→ **Activity**
Of the entries that follow, how many lines hold the string "road"? Write the number and nothing more.

→ **Data**
-=-=-=-=-

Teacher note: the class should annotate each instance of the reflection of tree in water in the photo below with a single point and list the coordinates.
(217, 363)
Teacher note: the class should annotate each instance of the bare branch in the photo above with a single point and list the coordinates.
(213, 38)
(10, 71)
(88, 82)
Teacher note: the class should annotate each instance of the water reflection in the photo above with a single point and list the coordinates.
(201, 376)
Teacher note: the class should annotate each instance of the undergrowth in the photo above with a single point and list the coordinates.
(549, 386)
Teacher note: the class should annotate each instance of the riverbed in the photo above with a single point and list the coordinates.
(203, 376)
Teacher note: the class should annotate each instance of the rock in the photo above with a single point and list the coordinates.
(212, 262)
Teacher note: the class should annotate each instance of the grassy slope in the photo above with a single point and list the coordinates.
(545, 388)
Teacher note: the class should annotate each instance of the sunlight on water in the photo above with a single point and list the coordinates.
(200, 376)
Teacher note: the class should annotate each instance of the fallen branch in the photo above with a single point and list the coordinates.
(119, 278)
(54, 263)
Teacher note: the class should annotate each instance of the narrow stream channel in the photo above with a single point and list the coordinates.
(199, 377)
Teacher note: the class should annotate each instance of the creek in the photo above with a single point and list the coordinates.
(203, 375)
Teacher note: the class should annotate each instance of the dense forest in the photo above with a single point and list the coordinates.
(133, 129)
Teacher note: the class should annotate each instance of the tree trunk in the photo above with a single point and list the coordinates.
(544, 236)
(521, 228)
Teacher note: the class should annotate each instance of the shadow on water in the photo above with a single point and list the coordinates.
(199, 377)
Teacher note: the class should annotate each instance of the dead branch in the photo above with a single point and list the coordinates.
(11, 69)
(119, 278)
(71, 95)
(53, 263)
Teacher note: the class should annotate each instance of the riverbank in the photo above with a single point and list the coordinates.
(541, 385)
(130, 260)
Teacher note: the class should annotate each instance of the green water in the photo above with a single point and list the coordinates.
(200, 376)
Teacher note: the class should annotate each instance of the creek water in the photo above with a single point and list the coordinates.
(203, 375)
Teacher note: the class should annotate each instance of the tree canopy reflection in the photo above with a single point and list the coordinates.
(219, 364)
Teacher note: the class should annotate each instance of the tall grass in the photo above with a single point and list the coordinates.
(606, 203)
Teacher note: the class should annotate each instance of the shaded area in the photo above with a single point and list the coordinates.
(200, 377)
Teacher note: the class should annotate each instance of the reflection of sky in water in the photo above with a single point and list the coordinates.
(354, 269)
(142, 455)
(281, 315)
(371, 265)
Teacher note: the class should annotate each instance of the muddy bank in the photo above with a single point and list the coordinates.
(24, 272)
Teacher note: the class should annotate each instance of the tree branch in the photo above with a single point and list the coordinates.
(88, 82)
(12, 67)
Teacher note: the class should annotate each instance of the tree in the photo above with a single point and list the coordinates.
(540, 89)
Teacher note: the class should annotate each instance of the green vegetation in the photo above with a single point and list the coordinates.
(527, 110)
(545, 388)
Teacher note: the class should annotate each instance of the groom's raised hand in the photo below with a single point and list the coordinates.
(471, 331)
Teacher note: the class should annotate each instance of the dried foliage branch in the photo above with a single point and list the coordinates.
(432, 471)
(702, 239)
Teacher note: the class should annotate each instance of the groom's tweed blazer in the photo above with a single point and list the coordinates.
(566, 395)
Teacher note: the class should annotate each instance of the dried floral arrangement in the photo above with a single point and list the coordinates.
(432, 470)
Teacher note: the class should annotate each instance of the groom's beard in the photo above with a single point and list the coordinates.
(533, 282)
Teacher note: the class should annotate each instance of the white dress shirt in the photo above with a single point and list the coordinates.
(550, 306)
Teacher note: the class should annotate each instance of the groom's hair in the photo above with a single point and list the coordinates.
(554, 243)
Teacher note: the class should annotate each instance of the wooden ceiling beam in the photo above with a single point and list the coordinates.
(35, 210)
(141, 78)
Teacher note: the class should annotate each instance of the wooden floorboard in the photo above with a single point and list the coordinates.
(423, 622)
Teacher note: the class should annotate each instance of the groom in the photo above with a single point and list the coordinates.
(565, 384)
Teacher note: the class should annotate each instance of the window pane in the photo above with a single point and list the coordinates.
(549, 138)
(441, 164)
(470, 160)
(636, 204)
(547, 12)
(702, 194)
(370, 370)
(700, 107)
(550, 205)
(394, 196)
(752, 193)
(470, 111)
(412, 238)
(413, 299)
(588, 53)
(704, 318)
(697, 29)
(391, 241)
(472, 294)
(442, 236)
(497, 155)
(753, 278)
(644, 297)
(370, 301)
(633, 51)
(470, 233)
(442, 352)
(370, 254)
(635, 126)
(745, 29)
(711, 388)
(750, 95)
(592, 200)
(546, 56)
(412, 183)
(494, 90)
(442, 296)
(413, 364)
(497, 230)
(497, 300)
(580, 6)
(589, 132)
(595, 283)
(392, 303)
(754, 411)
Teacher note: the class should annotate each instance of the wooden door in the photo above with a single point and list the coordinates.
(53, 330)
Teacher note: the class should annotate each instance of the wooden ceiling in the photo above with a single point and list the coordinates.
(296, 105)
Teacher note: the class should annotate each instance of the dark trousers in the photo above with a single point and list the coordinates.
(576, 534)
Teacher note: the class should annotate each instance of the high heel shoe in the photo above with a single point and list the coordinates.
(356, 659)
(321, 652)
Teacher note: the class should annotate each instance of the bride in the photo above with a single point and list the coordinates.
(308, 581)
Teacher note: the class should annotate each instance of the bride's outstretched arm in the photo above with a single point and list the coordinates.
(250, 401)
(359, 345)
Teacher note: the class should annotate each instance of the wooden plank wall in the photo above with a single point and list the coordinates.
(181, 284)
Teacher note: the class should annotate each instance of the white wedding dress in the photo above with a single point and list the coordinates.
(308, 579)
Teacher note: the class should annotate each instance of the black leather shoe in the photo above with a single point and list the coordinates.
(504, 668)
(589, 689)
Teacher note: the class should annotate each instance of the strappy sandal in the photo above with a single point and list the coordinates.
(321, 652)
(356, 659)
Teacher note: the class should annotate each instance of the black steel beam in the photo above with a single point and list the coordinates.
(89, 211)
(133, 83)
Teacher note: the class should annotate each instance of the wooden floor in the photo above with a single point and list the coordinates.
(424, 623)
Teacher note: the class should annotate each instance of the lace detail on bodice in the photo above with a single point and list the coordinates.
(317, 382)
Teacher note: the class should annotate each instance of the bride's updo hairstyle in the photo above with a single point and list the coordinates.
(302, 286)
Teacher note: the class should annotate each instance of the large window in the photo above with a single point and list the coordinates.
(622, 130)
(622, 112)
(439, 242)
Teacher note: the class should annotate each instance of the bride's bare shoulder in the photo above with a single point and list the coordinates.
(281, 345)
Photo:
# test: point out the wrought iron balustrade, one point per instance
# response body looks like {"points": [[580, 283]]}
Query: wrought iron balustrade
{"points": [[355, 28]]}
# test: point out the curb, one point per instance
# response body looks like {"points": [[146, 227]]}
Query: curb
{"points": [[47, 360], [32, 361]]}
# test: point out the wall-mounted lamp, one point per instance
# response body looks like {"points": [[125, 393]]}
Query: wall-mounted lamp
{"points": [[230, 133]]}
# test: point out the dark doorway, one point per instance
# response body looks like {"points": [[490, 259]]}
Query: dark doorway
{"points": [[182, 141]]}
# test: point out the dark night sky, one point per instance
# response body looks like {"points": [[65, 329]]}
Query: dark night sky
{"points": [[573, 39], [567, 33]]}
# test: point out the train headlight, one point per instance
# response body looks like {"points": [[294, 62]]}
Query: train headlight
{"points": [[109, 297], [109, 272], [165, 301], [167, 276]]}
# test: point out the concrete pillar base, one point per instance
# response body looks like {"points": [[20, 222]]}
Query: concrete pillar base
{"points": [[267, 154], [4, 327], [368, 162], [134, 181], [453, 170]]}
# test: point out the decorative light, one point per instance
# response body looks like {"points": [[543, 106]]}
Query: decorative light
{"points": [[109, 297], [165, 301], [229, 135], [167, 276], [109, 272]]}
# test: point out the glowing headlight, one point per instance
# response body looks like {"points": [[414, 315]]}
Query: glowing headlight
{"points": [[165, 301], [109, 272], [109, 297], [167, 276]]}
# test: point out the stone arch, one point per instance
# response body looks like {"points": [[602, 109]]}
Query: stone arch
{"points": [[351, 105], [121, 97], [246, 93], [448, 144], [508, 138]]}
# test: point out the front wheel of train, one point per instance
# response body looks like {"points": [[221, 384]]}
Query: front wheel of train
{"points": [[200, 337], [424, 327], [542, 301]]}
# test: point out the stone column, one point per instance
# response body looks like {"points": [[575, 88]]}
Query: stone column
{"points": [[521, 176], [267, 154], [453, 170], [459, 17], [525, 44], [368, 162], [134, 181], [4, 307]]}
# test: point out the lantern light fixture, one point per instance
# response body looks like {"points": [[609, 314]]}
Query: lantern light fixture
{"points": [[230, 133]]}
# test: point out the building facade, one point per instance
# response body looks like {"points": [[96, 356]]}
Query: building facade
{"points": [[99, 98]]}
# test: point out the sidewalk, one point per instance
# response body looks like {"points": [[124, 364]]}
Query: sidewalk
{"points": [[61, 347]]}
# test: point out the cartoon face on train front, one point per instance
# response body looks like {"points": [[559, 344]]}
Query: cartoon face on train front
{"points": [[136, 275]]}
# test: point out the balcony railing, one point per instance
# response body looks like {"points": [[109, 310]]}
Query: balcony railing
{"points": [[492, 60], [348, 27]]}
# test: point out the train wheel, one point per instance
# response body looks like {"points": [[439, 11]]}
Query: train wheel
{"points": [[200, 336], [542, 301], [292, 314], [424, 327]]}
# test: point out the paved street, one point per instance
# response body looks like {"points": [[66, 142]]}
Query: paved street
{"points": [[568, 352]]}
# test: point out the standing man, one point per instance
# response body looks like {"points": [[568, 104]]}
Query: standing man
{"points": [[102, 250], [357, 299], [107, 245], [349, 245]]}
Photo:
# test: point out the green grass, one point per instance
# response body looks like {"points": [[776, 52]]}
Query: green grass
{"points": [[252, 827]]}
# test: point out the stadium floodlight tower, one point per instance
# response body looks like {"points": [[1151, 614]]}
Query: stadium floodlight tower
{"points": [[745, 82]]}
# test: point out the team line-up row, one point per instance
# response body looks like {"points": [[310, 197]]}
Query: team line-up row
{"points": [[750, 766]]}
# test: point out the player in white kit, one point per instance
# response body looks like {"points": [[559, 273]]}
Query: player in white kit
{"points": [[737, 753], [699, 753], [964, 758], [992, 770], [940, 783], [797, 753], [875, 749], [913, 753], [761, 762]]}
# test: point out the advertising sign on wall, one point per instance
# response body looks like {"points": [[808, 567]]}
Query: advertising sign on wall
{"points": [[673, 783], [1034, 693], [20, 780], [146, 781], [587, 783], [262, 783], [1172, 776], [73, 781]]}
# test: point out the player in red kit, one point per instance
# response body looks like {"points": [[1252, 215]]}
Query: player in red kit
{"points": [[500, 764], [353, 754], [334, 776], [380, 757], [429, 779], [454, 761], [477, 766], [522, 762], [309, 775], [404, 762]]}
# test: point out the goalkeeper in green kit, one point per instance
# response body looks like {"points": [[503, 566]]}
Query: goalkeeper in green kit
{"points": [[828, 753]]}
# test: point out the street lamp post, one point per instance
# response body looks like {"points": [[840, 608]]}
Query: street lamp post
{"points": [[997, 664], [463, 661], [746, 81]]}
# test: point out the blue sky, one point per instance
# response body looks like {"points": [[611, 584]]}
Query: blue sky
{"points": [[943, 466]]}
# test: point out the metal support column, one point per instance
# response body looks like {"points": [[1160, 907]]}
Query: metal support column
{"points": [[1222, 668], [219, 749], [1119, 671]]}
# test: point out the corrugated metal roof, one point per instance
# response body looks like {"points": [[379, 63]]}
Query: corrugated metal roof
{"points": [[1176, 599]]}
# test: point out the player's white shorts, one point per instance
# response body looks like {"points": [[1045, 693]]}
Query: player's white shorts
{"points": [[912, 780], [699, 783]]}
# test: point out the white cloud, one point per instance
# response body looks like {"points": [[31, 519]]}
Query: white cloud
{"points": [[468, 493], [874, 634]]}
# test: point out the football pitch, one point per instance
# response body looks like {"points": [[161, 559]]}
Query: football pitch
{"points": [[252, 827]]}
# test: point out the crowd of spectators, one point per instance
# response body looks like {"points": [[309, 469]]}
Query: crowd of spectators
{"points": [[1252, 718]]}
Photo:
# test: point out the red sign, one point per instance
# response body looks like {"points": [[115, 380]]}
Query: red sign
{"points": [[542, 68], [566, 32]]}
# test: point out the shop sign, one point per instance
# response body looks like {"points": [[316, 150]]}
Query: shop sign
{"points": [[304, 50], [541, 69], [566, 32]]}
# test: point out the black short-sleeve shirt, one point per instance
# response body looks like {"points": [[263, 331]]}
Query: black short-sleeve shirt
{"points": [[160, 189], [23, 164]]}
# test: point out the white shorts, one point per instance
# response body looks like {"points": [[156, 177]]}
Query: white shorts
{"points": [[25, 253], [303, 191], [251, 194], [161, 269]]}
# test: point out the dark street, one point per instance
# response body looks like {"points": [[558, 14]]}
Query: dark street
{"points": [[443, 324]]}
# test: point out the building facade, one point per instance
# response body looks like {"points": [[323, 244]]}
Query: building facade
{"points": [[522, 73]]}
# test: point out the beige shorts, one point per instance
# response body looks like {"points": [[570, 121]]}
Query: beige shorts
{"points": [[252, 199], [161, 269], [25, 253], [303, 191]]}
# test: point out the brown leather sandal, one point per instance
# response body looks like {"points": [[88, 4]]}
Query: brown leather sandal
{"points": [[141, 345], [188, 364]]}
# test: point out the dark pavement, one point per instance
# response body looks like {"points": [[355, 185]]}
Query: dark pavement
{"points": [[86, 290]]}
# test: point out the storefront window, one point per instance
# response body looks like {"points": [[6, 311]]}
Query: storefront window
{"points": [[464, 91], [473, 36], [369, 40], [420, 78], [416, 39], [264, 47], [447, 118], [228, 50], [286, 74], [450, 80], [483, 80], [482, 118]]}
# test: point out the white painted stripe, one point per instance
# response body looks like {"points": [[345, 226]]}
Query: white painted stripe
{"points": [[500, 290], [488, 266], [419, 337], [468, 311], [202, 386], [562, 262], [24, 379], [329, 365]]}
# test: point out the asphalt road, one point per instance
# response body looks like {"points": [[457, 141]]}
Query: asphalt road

-=-=-=-=-

→ **Exercise result**
2